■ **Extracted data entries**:
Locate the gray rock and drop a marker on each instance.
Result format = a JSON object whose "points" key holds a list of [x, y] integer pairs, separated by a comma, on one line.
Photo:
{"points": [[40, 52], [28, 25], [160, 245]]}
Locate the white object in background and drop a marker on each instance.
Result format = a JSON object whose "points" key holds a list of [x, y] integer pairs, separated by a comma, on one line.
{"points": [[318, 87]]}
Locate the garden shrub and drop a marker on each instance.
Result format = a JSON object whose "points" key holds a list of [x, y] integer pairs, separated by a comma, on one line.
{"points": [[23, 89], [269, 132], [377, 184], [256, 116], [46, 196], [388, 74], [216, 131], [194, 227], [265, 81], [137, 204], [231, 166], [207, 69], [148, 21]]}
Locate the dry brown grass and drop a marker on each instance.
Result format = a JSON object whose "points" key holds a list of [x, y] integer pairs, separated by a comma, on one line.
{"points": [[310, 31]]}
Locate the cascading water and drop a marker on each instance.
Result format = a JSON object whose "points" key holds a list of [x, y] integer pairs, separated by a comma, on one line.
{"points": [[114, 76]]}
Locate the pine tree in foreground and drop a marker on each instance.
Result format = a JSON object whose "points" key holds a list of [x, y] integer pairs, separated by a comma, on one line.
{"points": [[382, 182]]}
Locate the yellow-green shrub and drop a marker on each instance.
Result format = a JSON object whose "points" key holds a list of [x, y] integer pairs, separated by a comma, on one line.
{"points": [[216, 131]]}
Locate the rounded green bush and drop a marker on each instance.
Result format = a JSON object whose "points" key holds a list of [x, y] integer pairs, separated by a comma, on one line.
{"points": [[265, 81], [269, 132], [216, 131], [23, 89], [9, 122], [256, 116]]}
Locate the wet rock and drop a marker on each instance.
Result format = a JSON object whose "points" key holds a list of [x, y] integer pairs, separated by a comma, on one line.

■ **TRY IT**: Your reply should consist solely of the number of lines above that contain the word "shrub".

■ **SOLUTION FOR THIS EXERCISE**: 2